- **Provided passage**
By Mark Hahnel — Mar 23, 2026

FAIRdata.ai: Making Open Data FAIR-er

What problem are we trying to solve?

Most major funders now require FAIR data management plans. Most generalist repositories (Zenodo, Figshare, Dryad, Mendeley Data) allow data published on them to be FAIR, but not all data published on them is FAIR. The gap between 'technically FAIR' and 'practically reusable' is large and I think there are ways to close it.

Visit any large repository and start browsing datasets at random. You'll find deposited data where the variable names are single letters, where the description field says 'data for paper', where there's no unit metadata, no controlled vocabulary alignment, no machine-readable schema.

FAIRdata.ai is trying to close that gap automatically. Given a dataset DOI, it assesses the current FAIR score across five independent frameworks, identifies what's missing, and then enriches the record - generating better descriptions, inferring variable semantics, aligning to standard ontologies, resolving licences to machine-readable SPDX URIs - without requiring anything from the original depositor. Every enrichment is tagged with full provenance so consumers know exactly what was added by whom (or what model), when, and with what confidence.

There's a second, less obvious problem FAIRdata.ai is working on. This is based on AllenAI’s work on Autodiscovery. I wrote about this here. Open datasets contain findings that have never been extracted. Correlations that nobody looked for. Distributions that are surprising given background knowledge. FAIRdata.ai surfaces these using Bayesian surprise scoring essentially asking 'what patterns in this dataset would be unexpected given domain priors?'. It feeds those signals upstream to OpenScience.ai as hypothesis seeds for formal investigation.

What tools have inspired or been used to build this platform?

FAIRdata.ai integrates a substantial number of open-source tools, open APIs, and community standards. Rather than building everything from scratch, the philosophy has been to compose existing infrastructure where it exists and build only where it doesn't. Below is a technical walkthrough of the stack, layer by layer.

- **Listed entries**
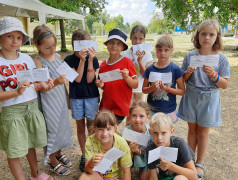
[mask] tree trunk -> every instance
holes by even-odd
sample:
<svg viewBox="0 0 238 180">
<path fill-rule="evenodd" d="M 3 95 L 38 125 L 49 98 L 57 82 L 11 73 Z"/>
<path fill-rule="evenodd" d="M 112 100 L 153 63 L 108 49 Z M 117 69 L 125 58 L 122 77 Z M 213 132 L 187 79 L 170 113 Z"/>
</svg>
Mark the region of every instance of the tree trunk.
<svg viewBox="0 0 238 180">
<path fill-rule="evenodd" d="M 66 51 L 64 20 L 60 19 L 59 23 L 60 23 L 60 36 L 61 36 L 61 51 Z"/>
</svg>

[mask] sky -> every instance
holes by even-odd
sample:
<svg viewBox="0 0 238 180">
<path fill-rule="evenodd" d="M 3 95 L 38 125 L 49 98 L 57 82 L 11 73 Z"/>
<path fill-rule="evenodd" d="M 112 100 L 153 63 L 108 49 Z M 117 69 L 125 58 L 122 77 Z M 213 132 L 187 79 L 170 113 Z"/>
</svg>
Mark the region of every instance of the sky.
<svg viewBox="0 0 238 180">
<path fill-rule="evenodd" d="M 155 9 L 151 0 L 107 0 L 106 10 L 111 16 L 123 16 L 124 23 L 140 21 L 147 26 Z"/>
</svg>

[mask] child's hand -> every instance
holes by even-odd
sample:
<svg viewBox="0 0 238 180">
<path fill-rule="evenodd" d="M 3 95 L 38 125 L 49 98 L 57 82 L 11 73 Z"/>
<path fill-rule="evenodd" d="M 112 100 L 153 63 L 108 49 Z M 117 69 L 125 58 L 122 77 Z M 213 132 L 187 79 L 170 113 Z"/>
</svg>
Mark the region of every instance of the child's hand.
<svg viewBox="0 0 238 180">
<path fill-rule="evenodd" d="M 129 77 L 129 70 L 126 68 L 121 70 L 120 73 L 122 74 L 123 79 L 127 79 Z"/>
<path fill-rule="evenodd" d="M 18 84 L 17 94 L 22 95 L 27 87 L 30 86 L 29 81 L 23 81 Z"/>
<path fill-rule="evenodd" d="M 102 161 L 103 157 L 104 157 L 104 154 L 95 154 L 89 162 L 89 163 L 91 163 L 90 166 L 94 167 L 94 166 L 99 165 L 99 163 Z"/>
<path fill-rule="evenodd" d="M 142 61 L 142 58 L 145 56 L 145 51 L 141 52 L 140 50 L 137 50 L 136 55 L 138 56 L 137 61 Z"/>
<path fill-rule="evenodd" d="M 59 84 L 59 85 L 65 84 L 66 83 L 66 75 L 65 74 L 60 75 L 59 77 L 57 77 L 55 79 L 55 81 L 56 81 L 56 84 Z"/>
<path fill-rule="evenodd" d="M 129 147 L 130 147 L 130 149 L 131 149 L 132 152 L 138 153 L 138 151 L 139 151 L 139 144 L 138 144 L 138 143 L 136 143 L 136 142 L 130 142 L 130 143 L 129 143 Z"/>
<path fill-rule="evenodd" d="M 92 48 L 88 48 L 88 55 L 89 55 L 89 61 L 93 61 L 94 57 L 96 56 L 96 50 Z"/>
<path fill-rule="evenodd" d="M 168 91 L 169 90 L 169 88 L 170 88 L 170 84 L 165 84 L 164 85 L 164 83 L 163 83 L 163 81 L 162 80 L 160 80 L 159 81 L 159 86 L 160 86 L 160 89 L 163 89 L 164 91 Z"/>
<path fill-rule="evenodd" d="M 96 86 L 99 87 L 99 88 L 104 87 L 104 82 L 101 79 L 96 80 L 95 83 L 96 83 Z"/>
<path fill-rule="evenodd" d="M 188 66 L 187 72 L 192 74 L 196 69 L 197 69 L 197 67 Z"/>
<path fill-rule="evenodd" d="M 81 60 L 85 61 L 86 56 L 88 55 L 87 49 L 82 49 L 81 51 L 75 51 L 75 55 Z"/>
<path fill-rule="evenodd" d="M 212 76 L 214 68 L 209 65 L 203 65 L 203 72 L 205 72 L 208 76 Z"/>
<path fill-rule="evenodd" d="M 171 165 L 172 165 L 172 162 L 167 161 L 163 158 L 160 158 L 160 169 L 161 170 L 166 171 L 166 170 L 170 169 Z"/>
</svg>

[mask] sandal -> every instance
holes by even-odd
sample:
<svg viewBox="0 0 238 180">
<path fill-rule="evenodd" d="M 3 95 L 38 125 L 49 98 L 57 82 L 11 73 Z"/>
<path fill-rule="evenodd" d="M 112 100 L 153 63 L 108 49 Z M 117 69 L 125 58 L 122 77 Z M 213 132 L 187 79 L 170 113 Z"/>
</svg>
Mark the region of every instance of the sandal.
<svg viewBox="0 0 238 180">
<path fill-rule="evenodd" d="M 202 169 L 203 171 L 205 170 L 205 166 L 204 166 L 203 164 L 195 163 L 195 166 L 198 167 L 198 168 L 200 168 L 200 169 Z M 198 171 L 197 171 L 197 175 L 198 175 L 198 178 L 199 178 L 199 179 L 204 178 L 204 173 L 202 173 L 202 172 L 198 172 Z"/>
<path fill-rule="evenodd" d="M 49 176 L 48 174 L 41 173 L 38 177 L 30 177 L 30 180 L 53 180 L 53 177 Z"/>
<path fill-rule="evenodd" d="M 57 157 L 57 156 L 55 156 L 55 157 L 60 163 L 62 163 L 62 165 L 64 167 L 69 168 L 69 167 L 72 166 L 72 163 L 71 163 L 70 159 L 66 158 L 66 156 L 64 154 L 60 155 L 59 157 Z M 66 159 L 66 160 L 64 160 L 64 159 Z"/>
<path fill-rule="evenodd" d="M 53 166 L 51 163 L 48 163 L 50 165 L 50 171 L 58 174 L 58 175 L 61 175 L 61 176 L 67 176 L 69 175 L 71 172 L 67 169 L 67 168 L 63 168 L 60 172 L 58 172 L 57 170 L 62 166 L 61 163 L 59 163 L 58 165 L 56 166 Z M 68 172 L 67 172 L 68 171 Z"/>
</svg>

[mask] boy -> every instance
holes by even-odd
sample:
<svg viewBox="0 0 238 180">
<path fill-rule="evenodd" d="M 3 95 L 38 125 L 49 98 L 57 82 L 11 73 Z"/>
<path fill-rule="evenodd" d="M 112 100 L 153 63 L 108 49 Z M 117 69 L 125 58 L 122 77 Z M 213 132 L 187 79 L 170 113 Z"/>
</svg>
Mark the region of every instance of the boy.
<svg viewBox="0 0 238 180">
<path fill-rule="evenodd" d="M 150 121 L 149 132 L 153 138 L 153 143 L 148 145 L 147 151 L 159 146 L 178 148 L 176 163 L 160 158 L 148 164 L 150 180 L 165 178 L 176 180 L 197 179 L 197 171 L 193 163 L 195 154 L 182 138 L 172 136 L 174 128 L 168 115 L 156 113 Z M 158 173 L 157 168 L 159 169 Z"/>
<path fill-rule="evenodd" d="M 133 62 L 121 55 L 121 51 L 125 51 L 128 48 L 126 39 L 127 35 L 119 29 L 113 29 L 109 32 L 108 38 L 104 42 L 109 51 L 109 58 L 102 62 L 99 69 L 99 73 L 119 69 L 123 79 L 110 82 L 96 81 L 96 85 L 103 89 L 99 110 L 107 109 L 112 111 L 117 118 L 118 124 L 129 114 L 132 89 L 138 87 L 138 79 Z"/>
</svg>

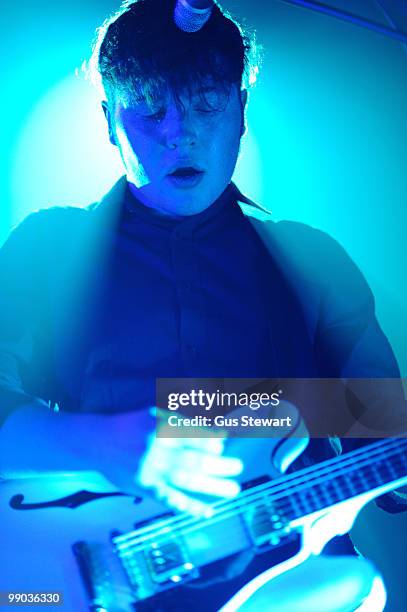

- **Problem set**
1 > Please explain, in one to three sentences, why the FAIRdata.ai post says every enrichment is tagged with full provenance.
2 > Transcribe the FAIRdata.ai post word for word from "FAIRdata.ai: Making Open" up to and including "no machine-readable schema.".
Use only the FAIRdata.ai post to answer.

- **Solutions**
1 > Every enrichment carries full provenance so that consumers know exactly what was added, by whom (or by what model), when, and with what confidence.

2 >
FAIRdata.ai: Making Open Data FAIR-er

What problem are we trying to solve?

Most major funders now require FAIR data management plans. Most generalist repositories (Zenodo, Figshare, Dryad, Mendeley Data) allow data published on them to be FAIR, but not all data published on them is FAIR. The gap between 'technically FAIR' and 'practically reusable' is large and I think there are ways to close it.

Visit any large repository and start browsing datasets at random. You'll find deposited data where the variable names are single letters, where the description field says 'data for paper', where there's no unit metadata, no controlled vocabulary alignment, no machine-readable schema.